[BEGIN Extracted material]

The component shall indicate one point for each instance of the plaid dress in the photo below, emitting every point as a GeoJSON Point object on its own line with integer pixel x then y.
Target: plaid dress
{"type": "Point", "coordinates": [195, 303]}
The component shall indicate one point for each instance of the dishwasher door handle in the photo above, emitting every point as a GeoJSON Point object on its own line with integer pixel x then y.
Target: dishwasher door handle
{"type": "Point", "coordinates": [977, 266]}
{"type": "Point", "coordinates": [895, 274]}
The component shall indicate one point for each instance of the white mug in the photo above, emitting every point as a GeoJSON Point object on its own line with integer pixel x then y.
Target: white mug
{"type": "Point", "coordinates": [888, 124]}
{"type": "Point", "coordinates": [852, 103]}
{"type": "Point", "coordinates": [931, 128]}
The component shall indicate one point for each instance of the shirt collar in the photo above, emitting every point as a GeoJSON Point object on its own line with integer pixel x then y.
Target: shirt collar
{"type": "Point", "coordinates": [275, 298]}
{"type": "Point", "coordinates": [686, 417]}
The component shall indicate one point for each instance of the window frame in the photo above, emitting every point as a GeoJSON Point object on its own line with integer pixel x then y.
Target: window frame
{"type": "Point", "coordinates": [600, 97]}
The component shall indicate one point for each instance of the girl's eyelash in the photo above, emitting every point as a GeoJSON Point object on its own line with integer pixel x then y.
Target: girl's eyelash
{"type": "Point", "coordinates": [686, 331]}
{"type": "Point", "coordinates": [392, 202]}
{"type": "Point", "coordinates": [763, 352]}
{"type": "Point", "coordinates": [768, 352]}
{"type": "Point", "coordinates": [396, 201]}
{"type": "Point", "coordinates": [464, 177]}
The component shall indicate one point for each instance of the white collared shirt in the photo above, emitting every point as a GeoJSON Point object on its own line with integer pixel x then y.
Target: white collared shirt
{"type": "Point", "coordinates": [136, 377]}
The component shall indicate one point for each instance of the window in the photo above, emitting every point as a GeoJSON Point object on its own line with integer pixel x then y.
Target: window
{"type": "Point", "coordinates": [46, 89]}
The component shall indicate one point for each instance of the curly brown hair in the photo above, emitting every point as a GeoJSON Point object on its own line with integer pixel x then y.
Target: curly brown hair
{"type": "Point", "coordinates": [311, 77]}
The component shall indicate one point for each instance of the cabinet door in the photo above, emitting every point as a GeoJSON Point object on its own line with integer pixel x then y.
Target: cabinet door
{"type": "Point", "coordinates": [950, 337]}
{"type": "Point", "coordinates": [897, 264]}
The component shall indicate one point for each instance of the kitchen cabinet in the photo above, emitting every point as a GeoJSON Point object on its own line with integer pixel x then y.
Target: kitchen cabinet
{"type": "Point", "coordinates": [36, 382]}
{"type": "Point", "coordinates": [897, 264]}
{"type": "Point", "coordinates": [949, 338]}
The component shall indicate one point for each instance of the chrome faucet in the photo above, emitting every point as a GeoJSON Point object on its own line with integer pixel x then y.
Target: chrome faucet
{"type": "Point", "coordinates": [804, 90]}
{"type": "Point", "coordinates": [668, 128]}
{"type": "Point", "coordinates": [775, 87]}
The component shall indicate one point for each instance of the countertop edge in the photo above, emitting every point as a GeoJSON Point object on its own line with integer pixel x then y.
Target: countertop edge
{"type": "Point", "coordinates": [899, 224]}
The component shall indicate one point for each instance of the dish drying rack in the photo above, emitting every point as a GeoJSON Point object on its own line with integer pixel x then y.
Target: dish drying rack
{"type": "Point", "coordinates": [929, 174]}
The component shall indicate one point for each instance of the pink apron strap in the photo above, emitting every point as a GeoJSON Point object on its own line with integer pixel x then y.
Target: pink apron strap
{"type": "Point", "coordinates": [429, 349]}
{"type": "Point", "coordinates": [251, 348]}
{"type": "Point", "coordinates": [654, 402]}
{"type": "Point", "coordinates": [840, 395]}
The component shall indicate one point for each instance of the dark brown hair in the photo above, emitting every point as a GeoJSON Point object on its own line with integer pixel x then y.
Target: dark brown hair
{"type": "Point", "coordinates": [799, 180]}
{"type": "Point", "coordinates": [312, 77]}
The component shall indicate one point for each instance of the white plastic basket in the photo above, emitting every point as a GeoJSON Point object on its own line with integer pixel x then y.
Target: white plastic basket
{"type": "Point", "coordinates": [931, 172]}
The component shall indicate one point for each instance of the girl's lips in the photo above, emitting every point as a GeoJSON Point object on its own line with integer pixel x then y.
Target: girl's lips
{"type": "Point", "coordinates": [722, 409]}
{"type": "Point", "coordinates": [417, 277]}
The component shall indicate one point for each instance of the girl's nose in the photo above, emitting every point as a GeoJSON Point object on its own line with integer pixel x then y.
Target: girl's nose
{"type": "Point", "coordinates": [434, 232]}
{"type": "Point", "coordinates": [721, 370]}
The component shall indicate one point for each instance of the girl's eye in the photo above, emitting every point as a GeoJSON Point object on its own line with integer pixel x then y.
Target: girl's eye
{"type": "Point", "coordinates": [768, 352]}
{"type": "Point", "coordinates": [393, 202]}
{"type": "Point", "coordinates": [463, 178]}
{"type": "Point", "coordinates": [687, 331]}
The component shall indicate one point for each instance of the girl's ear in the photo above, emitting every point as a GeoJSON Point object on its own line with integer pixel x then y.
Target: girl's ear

[END Extracted material]

(Given instruction): Repeat exactly, and only, the lines of the records above, starting with the line that contains "of the dark" and ending with the final line, both included.

(Answer to the exercise):
The component shall indicate one point for each instance of the dark brown hair in the photo above, emitting every point as a GeoJSON Point object on its own line with integer pixel x then y.
Target: dark brown hair
{"type": "Point", "coordinates": [799, 180]}
{"type": "Point", "coordinates": [312, 77]}
The component shall indicate one point for each instance of the white plastic basket in the photo above, emitting every point as a GeoJSON Point object on its own line with integer pixel x then y.
Target: white plastic basket
{"type": "Point", "coordinates": [931, 172]}
The component shall indicate one point for each instance of the girl's lips in the photo above, emitting every point as a GeoJSON Point object on its own line with integer pixel x then y.
Target: girl's lips
{"type": "Point", "coordinates": [722, 409]}
{"type": "Point", "coordinates": [417, 277]}
The component shall indicate one point for each instance of the girl's nose in the photo above, emitting every point as a GeoJSON Point object on its own line with integer pixel x then y.
Target: girl's nose
{"type": "Point", "coordinates": [434, 232]}
{"type": "Point", "coordinates": [721, 370]}
The component shall indicate one point for each instance of the girl's eye in the photo above, emitting every point as a GeoJSON Point object on its own line with integer pixel x then y.
Target: girl's eye
{"type": "Point", "coordinates": [768, 352]}
{"type": "Point", "coordinates": [393, 202]}
{"type": "Point", "coordinates": [463, 178]}
{"type": "Point", "coordinates": [687, 331]}
The component shall indicate one point for each instance of the girl's ear in the photo above, emitting every point as a GeoJSON Point object on its own line with integer pixel x then y.
Target: girl's ear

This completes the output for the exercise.